Aim:
Reproduce verbatim the lines of the records from the one containing "Target: crystal chandelier" through the end of the records, inclusive, and nothing else.

Given records:
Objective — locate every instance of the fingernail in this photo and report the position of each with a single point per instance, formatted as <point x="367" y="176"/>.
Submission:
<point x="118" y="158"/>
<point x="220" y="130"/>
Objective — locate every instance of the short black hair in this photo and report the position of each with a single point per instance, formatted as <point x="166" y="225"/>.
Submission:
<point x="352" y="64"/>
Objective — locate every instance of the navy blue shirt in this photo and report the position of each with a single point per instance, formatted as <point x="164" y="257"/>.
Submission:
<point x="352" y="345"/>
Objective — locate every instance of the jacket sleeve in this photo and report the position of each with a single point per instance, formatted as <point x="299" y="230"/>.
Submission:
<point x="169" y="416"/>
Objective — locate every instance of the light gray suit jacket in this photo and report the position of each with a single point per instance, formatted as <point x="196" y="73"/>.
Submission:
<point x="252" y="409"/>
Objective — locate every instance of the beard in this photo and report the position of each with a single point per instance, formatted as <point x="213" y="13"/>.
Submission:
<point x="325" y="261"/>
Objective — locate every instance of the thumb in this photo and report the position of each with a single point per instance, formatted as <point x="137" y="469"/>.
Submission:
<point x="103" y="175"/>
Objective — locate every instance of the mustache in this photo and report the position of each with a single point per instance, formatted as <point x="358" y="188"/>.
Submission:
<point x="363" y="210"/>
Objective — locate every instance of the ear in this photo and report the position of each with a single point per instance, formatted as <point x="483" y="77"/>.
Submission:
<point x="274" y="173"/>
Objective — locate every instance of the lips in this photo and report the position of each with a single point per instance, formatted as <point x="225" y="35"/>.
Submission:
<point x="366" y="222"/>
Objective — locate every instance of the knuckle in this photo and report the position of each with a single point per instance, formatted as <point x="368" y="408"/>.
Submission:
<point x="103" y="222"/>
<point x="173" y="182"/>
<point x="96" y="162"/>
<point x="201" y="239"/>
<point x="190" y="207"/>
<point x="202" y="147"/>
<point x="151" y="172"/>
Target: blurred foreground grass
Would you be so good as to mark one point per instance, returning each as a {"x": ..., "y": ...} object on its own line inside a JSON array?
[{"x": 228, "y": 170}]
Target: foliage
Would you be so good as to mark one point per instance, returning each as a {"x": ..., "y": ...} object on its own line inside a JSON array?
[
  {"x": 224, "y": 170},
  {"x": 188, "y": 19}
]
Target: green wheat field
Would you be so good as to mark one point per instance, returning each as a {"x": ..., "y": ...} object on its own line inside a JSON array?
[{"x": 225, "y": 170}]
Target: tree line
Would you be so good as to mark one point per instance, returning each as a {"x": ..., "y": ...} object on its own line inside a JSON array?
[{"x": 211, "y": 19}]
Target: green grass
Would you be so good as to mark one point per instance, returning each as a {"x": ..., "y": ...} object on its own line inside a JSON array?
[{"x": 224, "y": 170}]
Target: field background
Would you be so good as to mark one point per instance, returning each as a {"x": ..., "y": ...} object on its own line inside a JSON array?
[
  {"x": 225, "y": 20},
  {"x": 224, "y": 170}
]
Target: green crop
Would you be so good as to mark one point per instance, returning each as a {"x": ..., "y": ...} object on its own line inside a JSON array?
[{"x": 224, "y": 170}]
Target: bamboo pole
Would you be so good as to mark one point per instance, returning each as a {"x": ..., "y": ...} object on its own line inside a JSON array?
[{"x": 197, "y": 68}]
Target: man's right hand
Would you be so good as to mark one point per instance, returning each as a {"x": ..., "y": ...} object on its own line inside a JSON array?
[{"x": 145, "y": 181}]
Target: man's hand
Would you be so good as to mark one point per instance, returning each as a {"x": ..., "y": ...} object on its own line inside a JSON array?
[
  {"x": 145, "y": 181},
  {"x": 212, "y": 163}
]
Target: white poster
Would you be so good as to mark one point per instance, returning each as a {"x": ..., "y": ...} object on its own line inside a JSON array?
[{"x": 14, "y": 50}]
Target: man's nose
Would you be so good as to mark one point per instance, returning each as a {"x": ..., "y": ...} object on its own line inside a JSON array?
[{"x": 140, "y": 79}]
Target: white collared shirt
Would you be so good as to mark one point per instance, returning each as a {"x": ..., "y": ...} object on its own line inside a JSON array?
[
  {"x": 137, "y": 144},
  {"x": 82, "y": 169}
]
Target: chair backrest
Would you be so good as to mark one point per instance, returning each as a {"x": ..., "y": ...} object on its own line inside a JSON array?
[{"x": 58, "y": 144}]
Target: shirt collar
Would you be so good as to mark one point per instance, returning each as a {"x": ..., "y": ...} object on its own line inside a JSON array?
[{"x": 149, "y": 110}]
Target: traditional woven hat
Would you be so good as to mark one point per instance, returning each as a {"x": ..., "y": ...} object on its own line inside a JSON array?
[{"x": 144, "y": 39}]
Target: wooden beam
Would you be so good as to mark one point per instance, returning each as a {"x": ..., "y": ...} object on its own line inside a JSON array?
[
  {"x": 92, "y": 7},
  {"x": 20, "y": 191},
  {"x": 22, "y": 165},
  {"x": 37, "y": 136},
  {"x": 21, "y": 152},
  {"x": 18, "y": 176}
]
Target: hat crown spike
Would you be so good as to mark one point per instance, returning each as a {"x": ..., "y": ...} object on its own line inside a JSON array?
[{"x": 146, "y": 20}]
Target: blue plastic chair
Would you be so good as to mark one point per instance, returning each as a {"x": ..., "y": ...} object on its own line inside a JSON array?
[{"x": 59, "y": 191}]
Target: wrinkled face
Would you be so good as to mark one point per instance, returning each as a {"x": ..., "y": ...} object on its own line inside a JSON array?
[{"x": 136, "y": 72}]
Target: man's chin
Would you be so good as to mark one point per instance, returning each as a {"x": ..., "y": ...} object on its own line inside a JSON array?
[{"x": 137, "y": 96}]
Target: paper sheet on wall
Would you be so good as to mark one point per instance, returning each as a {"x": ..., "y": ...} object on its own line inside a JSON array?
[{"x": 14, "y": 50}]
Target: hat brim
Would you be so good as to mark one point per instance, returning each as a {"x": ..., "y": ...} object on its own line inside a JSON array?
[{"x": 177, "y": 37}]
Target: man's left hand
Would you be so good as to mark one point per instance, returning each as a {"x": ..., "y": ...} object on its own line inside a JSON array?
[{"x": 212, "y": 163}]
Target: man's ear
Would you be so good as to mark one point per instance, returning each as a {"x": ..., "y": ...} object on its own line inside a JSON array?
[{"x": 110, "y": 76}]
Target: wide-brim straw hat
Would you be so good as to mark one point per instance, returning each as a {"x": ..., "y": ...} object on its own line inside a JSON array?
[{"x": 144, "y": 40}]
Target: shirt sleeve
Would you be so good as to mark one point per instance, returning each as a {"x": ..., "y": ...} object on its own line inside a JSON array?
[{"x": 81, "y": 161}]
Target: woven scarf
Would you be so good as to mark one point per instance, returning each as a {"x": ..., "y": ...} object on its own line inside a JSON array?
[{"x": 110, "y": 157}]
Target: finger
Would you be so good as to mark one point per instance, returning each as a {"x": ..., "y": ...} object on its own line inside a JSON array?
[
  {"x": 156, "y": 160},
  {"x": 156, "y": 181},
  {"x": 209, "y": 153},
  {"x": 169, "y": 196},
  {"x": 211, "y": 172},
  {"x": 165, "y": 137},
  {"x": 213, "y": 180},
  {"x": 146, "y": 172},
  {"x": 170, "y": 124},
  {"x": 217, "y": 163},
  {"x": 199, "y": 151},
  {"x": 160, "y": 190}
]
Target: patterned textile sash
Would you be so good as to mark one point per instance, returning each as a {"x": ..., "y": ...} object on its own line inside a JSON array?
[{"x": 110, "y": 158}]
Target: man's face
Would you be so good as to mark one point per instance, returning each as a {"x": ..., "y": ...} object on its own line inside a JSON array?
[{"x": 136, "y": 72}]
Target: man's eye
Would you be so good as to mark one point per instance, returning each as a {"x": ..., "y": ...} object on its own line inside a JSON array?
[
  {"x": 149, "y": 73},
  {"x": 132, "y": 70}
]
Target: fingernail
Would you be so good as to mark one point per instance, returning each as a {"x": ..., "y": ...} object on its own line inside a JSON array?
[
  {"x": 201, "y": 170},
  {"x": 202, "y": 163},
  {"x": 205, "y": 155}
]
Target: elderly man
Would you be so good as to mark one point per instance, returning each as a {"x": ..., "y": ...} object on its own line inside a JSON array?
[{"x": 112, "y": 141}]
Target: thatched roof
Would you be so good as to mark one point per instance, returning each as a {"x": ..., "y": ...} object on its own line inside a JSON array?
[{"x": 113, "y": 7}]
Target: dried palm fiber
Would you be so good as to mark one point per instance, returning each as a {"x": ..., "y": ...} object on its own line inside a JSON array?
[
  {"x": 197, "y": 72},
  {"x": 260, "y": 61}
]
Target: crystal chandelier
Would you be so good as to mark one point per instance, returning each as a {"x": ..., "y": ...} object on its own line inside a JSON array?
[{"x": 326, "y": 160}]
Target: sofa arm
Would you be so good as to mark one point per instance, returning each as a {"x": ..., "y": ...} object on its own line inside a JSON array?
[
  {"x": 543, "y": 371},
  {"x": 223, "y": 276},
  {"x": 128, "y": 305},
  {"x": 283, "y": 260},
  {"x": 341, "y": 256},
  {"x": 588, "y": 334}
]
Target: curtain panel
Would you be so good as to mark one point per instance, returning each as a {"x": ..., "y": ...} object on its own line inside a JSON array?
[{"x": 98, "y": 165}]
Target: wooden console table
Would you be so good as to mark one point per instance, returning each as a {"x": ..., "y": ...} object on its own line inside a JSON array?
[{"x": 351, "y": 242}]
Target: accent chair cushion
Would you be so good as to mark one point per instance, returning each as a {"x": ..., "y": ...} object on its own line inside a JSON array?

Answer to this task:
Target: crystal chandelier
Would you be so good as to mark one point per instance, returning each as a {"x": ..., "y": ...} object on its own line inside a JSON array?
[{"x": 326, "y": 160}]
Target: sofa arm
Would you be so good as to mark one point per instance, returning each as a {"x": ..., "y": ...} object on its own line inside a JSON array?
[
  {"x": 543, "y": 371},
  {"x": 223, "y": 276},
  {"x": 128, "y": 305},
  {"x": 283, "y": 260},
  {"x": 341, "y": 256},
  {"x": 588, "y": 334}
]
Target: curtain panel
Would you be so good as to mark one point per instance, returning each as a {"x": ..., "y": ...} object on its own line inside a JSON array?
[{"x": 98, "y": 165}]
Target: wooden console table
Would you be so good as to mark one point per instance, returning each as a {"x": ..., "y": ...} object on its own line inside a JSON array?
[{"x": 351, "y": 242}]
Target: accent chair cushion
Would you be so good as to mark one point per instance, returning each as a {"x": ..., "y": ...} object on its own line inside a JSON array?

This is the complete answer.